(Dataset entries):
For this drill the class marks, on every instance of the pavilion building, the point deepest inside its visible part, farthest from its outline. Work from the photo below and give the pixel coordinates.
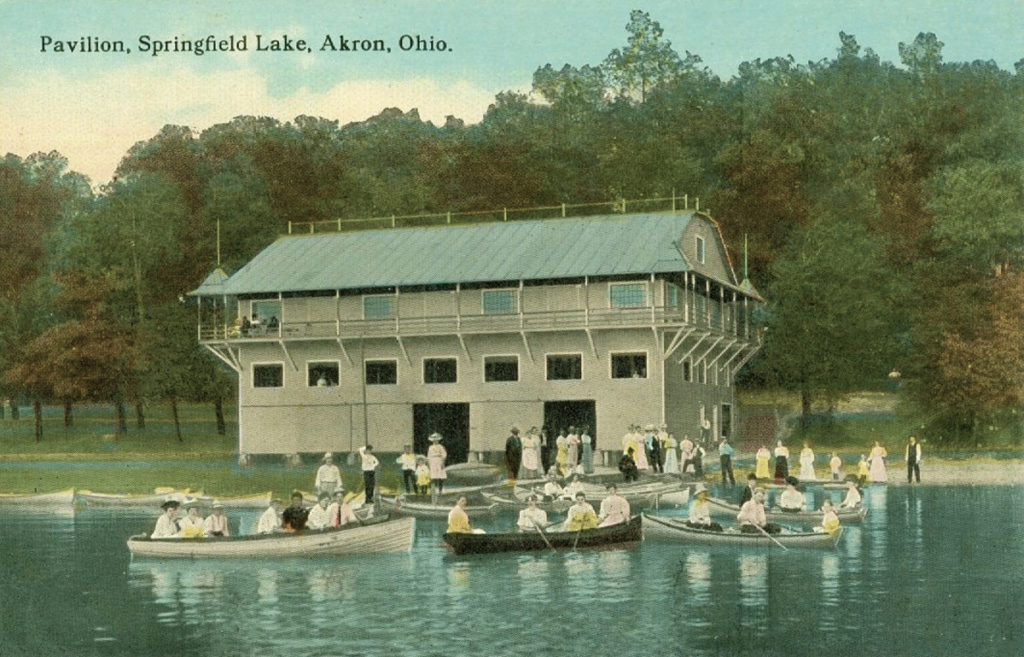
(387, 336)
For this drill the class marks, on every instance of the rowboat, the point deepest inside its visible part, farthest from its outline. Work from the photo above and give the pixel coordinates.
(58, 498)
(625, 534)
(381, 534)
(774, 515)
(399, 506)
(660, 528)
(87, 498)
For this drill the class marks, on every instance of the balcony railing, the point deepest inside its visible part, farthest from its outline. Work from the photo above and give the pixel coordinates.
(491, 323)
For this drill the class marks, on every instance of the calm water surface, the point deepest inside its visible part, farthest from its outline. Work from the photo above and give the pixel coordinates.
(932, 571)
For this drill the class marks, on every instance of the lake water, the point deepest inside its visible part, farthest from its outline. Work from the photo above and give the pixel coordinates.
(931, 571)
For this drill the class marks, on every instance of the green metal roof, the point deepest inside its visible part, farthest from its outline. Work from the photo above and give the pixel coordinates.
(597, 246)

(Your instructions): When copying the records, reproduce every entry exactly and omit all pictures.

(Problem solution):
For this drill the class marks, on every instance of the pavilion building, the point deepest inside its visible part, farthest from its outline. Work from the photo below and give the pixel coordinates.
(387, 336)
For this drill the class marks, on every instance of the rowboat, the point deepest inside its visible part, farthest from its outline. Work from the photo above and give the pixel coordinates.
(58, 498)
(625, 534)
(381, 534)
(774, 515)
(399, 506)
(660, 528)
(87, 498)
For this drill the class marks, on every instance of the balcony railing, the point deepest inside its visible part, farthest from its outline. Work from the photo above and give the pixel coordinates.
(491, 323)
For this drill the class marks, on every instance of the calm water surface, the point deepest inside its visible part, farthest from its outline. Work from the photo above and give the pixel coordinates.
(932, 571)
For this drill the class marks, on every instance of the lake water, the point deepest inside its visible part, farthest from its outline. Work from the photo above and give the pixel coordinates.
(931, 571)
For this drill the class marks, on every instance of the green metal roof, the point deepest inside its visible part, farthest from its outline. Work from the photo above and give the pixel coordinates.
(597, 246)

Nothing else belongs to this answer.